Ambos compuseram frases fortes a pensar no efeito  mediático, puxaram os galões da sua própria história, ignoraram o que lhes correu mal e douraram o que lhes correu bem. E, sintomaticamente, ambos são, nos respetivos ciclos políticos pós-presidência (no caso de Soares, face à longevidade, pós-pós presidência), homens que quiseram usar as receitas de um tempo que conheciam noutro tempo que lhes era mais estranho.

Para Mário Soares, encher a Aula Magna como expressão pública do combate político a Passos Coelho era (e foi) um passo lógico do homem que na Alameda traçou linhas vermelhas da democracia portuguesa. Mas não foi na Aula Magna que Passos Coelho – e o PSD – perderam uma parte do eleitorado que nunca mais recuperariam, nomeadamente reformados e jovens das camadas mais qualificadas. Foi na rua, mas noutras ruas, na manifestação de 15 de setembro de 2012, convocada por sabe-se lá quem ao certo e a que aderiu mais de um milhão de pessoas de quadrantes diversos unidas num mesmo protesto perante a subida da Taxa Social Única, num contexto de grave crise económica.

E, três anos depois, em 2015, Passos Coelho não perdeu as eleições mas perdeu o governo, quando um outro político, António Costa, ganhou o poder para o PS com uma estratégia que Soares nunca usara.

Cavaco Silva fala do PSD  como sendo “inequivocamente a única alternativa política credível ao poder” e dos outros partidos como anéis de Saturno. É por isso que recomenda ao líder social-democrata que não disperse “energia com outros partidos” e que não vá “a reboque de moções de censura de outros partidos que só querem ser notícia na comunicação social”.

Talvez Cavaco Silva acredite verdadeiramente que o PSD é a única alternativa, que está apenas a “8 ou 9%” de uma maioria nas intenções de votos e que os “outros partidos” só orbitam ao seu redor em busca de protagonismo. É provável que Cavaco acredite verdadeiramente que tal como a Guterres sucedeu Durão Barroso e a Sócrates sucedeu Passos Coelho, há uma inevitabilidade histórica em como Luís Montenegro (ou o líder do PSD), sucederá a António Costa e à sua “pesada herança”.

Para Cavaco Silva, a alavanca do poder continua onde se habituou  a vê-la, num centro-direita em que o PSD é hegemónico e o resto é conversa.

O problema é que é muito mais que conversa – ou, melhor dizendo, é uma conversa necessária e que faz toda a diferença. Em duas décadas, e mais aceleradamente nos últimos 10 anos, mudámos como sociedade, para o melhor e para o pior. Somos mais exigentes e menos carneiros – é por isso que o desafio ao poder não vem apenas de onde sempre veio, os partidos. E somos menos exigentes e mais carneiros também, porque nos polarizámos mais do que nunca numa sociedade de “0” e “1” em que os algoritmos das redes sociais nos transformaram, sem meio termo, sem diálogo, divididos entre os “nossos” e os “deles”, sem termos capaz de ouvir.

• [O que fazer]:
1 > Segundo o texto sobre Mário Soares e Cavaco Silva, em que data se realizou a manifestação em que Passos Coelho e o PSD perderam uma parte do eleitorado?
2 > Copie sem alterações o trecho do texto sobre Mário Soares e Cavaco Silva que vai desde "O problema é" até "capaz de ouvir.", incluindo estas últimas palavras.

• [Secção de dados]:
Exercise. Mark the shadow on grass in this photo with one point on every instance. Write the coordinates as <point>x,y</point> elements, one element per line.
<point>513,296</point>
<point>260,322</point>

• [Respostas do exercício]:
1 > 15 de setembro de 2012.

2 >
O problema é que é muito mais que conversa – ou, melhor dizendo, é uma conversa necessária e que faz toda a diferença. Em duas décadas, e mais aceleradamente nos últimos 10 anos, mudámos como sociedade, para o melhor e para o pior. Somos mais exigentes e menos carneiros – é por isso que o desafio ao poder não vem apenas de onde sempre veio, os partidos. E somos menos exigentes e mais carneiros também, porque nos polarizámos mais do que nunca numa sociedade de “0” e “1” em que os algoritmos das redes sociais nos transformaram, sem meio termo, sem diálogo, divididos entre os “nossos” e os “deles”, sem termos capaz de ouvir.